----- TEXT SEGMENT -----
Shaping proteostasis at the cellular, tissue, and organismal level

Abstract

The proteostasis network (PN) regulates protein synthesis, folding, transport, and degradation to maintain proteome integrity and limit the accumulation of protein aggregates, a hallmark of aging and degenerative diseases. In multicellular organisms, the PN is regulated at the cellular, tissue, and systemic level to ensure organismal health and longevity. Here we review these three layers of PN regulation and examine how they collectively maintain cellular homeostasis, achieve cell type-specific proteomes, and coordinate proteostasis across tissues. A precise understanding of these layers of control has important implications for organismal health and could offer new therapeutic approaches for neurodegenerative diseases and other chronic disorders related to PN dysfunction.

Figure 1.

Overview of cellular proteostasis. Proteostasis encompasses the cellular processes that guide the synthesis, folding, transport, and degradation of all proteins. It is regulated by the PN, which consists of the translation machinery, molecular chaperones, UPS, and autophagy to maintain the overall flux of proteostasis (black arrows). Nonnative conformations produced by off-pathway events (red arrows) are recognized by quality control mechanisms to prevent the accumulation of abnormal proteins in the cell. Misfolded and aggregated proteins are either redirected to the folding pathway through disaggregation and refolding (blue arrows) or targeted to degradation systems (gray arrows).

Figure 2.

Tissue expression profile of the human proteome and chaperome genes. Analysis of mRNA expression data from the Human Protein Atlas (Uhlén et al., 2015). (A) Combined expression data of 20,358 human protein-coding genes in 32 tissues are represented as the fraction of total transcripts encoding soluble, membrane-associated, secreted, mitochondrial-encoded and genes with isoforms belonging to more than one category. For each category, the number of genes included in the analysis is indicated in brackets. (B) Combined expression data of genes corresponding to molecular chaperones and cochaperones of the human chaperome (Brehme et al., 2014) in 32 tissues. The chaperome consists of the following groups of chaperones and cochaperones found in all compartments: HSP40, HSP70, HSP90, HSP60, prefoldin (PFD), sHSPs, and TPR domain-containing proteins, as well as organelle-specific chaperones of the ER (ER-specific) and mitochondria (MITO-specific, all nuclear encoded). It should be noted that the groups defined as HSP70 and HSP90 include both HSP chaperones and associated factors. Of the 332 chaperome genes defined by Brehme et al. (2014), 324 were present in the Human Protein Atlas dataset. (C) Tissue-specific expression of the proteome and the chaperome in selected tissues corresponding to bone marrow, liver, pancreas, skin, brain, small intestine, skeletal muscle, heart muscle, and adipose tissue. Expression data for the proteome and chaperome are represented as in A and B, respectively.

Figure 3.

Differential scales of proteostasis regulation in multicellular organisms. The PN is regulated at multiple scales from the cellular to the organismal level, which is illustrated here for the human chaperome (refer to Fig. 2 for details). At the cellular level, the PN consists of the molecular machineries required in all compartments to maintain proteostasis (top). Tissue-specific regulation of PN components tailors PN activity to tissue-specific functions (middle). Recent discoveries in invertebrate and vertebrate models suggest that the PN is also controlled across tissues and organs by neuronal activity and intertissue communication to regulate proteostasis at the organismal level (bottom).
----- EXTRACTED RECORDS -----
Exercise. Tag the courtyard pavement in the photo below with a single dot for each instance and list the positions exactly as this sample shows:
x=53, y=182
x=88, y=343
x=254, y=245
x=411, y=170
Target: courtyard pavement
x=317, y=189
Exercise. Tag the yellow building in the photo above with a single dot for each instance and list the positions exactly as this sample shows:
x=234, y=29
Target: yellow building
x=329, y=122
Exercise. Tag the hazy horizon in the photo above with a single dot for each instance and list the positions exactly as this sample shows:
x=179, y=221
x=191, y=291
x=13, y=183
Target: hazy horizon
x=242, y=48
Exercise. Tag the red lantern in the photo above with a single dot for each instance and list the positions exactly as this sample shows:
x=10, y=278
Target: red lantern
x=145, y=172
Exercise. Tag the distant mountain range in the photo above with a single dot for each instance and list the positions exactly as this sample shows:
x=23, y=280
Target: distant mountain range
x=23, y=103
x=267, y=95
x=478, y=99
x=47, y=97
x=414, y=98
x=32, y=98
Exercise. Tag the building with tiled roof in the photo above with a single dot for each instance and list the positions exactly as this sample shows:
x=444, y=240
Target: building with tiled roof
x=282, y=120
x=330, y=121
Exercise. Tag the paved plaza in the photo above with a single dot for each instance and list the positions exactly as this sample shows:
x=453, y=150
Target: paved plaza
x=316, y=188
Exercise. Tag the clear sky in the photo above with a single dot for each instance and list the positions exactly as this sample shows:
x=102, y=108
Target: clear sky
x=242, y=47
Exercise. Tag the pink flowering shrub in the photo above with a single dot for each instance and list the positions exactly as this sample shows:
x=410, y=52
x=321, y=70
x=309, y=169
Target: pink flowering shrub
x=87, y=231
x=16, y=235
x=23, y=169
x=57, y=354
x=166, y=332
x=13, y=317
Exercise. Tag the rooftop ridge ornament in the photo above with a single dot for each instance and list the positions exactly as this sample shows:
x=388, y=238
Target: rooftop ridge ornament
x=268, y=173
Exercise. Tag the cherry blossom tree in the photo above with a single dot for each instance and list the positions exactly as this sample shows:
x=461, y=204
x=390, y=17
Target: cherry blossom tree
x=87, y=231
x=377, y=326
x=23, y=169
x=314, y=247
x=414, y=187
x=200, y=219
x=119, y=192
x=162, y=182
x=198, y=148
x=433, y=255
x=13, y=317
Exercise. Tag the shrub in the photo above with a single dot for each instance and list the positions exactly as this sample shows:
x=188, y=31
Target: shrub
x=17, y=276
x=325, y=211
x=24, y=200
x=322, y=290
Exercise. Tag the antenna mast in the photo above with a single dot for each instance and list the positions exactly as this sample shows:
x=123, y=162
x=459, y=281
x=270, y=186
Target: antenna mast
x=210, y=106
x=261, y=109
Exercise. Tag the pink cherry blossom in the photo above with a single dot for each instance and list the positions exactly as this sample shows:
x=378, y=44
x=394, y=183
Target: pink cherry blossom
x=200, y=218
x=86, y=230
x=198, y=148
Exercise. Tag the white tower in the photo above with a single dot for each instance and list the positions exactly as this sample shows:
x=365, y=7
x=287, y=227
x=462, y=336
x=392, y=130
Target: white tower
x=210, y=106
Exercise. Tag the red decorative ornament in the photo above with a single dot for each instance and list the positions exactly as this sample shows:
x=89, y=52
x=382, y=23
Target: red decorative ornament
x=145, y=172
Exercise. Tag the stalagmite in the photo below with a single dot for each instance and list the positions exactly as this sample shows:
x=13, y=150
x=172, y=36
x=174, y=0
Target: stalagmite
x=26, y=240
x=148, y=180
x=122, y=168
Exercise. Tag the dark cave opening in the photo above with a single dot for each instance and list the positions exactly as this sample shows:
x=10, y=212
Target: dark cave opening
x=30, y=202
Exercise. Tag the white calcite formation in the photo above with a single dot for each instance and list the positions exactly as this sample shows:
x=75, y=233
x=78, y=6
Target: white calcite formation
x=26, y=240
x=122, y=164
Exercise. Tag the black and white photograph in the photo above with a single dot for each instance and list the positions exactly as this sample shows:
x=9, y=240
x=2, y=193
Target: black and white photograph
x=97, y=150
-----
• _QUESTIONS ON THE MATERIAL_
(A) According to the Figure 1 caption in the proteostasis text, which components make up the PN?
(B) Revise the proteostasis text from "Differential scales of" up to and including "organismal level (bottom).", changing "PN" to "proteostasis network".

• _SOLUTION SET_
(A) Translation machinery, molecular chaperones, UPS, autophagy

(B)
Differential scales of proteostasis regulation in multicellular organisms. The proteostasis network is regulated at multiple scales from the cellular to the organismal level, which is illustrated here for the human chaperome (refer to Fig. 2 for details). At the cellular level, the proteostasis network consists of the molecular machineries required in all compartments to maintain proteostasis (top). Tissue-specific regulation of proteostasis network components tailors proteostasis network activity to tissue-specific functions (middle). Recent discoveries in invertebrate and vertebrate models suggest that the proteostasis network is also controlled across tissues and organs by neuronal activity and intertissue communication to regulate proteostasis at the organismal level (bottom).